**Activities**
(a) In the endometrioma article, reproduce everything from "By Kate Madden" down to "28 in Radiology.".
(b) Decide whether each statement agrees with the endometrioma article, and answer yes or no, quoting the words that decide it: (i) the study appeared in Radiology on August 28; (ii) the research team was led by a doctor at Seoul National University; (iii) the article says needle-directed sclerotherapy is more effective than the catheter procedure.

**Source extract**
□ □ □
By Kate Madden Yee, AuntMinnie.com staff writer

August 31, 2018 -- South Korean researchers found that by replacing an interventional needle with a catheter, they were better able to perform interventional radiology treatment of endometrial cysts under ultrasound guidance. They described the technique in a study published August 28 in Radiology.

The procedure not only offers a less-invasive alternative to surgery -- which can negatively affect fertility -- it is also more effective than needle-directed sclerotherapy, wrote a team led by Dr. Kichang Han of Yonsei University College of Medicine in Seoul.

"Surgical excision has been considered the standard treatment for ovarian endometrioma," the group wrote. "However, a decline in the ovarian reserve after surgical cystectomy is inevitable due to removal of healthy ovarian tissue adjacent to the endometrioma and/or excessive electrocoagulation to the ovary for hemostasis. This outcome has prompted a shift toward less-invasive approaches."
□ □ □
**Listed records**
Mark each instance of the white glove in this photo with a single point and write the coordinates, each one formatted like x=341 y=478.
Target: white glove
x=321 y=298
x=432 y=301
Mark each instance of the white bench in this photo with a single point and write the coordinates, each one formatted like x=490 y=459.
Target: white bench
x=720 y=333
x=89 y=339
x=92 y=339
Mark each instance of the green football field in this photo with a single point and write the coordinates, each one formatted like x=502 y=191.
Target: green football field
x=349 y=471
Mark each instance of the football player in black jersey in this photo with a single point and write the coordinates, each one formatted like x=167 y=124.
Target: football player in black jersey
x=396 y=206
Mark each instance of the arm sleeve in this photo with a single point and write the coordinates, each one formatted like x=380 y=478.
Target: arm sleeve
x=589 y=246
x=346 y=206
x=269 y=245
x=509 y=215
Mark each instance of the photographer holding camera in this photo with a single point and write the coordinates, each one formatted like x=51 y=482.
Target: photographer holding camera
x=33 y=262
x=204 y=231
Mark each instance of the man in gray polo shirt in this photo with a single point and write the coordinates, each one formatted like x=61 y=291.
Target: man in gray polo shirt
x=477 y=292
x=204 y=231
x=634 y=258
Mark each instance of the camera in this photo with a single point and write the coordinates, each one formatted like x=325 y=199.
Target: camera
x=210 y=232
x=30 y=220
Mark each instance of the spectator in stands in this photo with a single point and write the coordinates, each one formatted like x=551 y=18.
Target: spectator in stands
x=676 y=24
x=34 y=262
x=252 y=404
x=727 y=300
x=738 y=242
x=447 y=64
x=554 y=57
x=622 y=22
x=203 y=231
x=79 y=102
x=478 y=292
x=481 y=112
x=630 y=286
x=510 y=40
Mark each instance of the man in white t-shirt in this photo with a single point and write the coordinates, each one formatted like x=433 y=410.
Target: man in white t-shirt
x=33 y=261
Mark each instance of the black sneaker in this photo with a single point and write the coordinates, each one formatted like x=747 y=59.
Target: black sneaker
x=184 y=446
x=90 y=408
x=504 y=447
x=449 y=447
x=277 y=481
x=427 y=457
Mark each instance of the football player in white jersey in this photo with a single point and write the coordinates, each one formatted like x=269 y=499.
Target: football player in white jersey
□ □ □
**Solved problems**
(a)
By Kate Madden Yee, AuntMinnie.com staff writer

August 31, 2018 -- South Korean researchers found that by replacing an interventional needle with a catheter, they were better able to perform interventional radiology treatment of endometrial cysts under ultrasound guidance. They described the technique in a study published August 28 in Radiology.

(b)
(i) Yes: "They described the technique in a study published August 28 in Radiology."
(ii) No: "a team led by Dr. Kichang Han of Yonsei University College of Medicine in Seoul."
(iii) No: "it is also more effective than needle-directed sclerotherapy"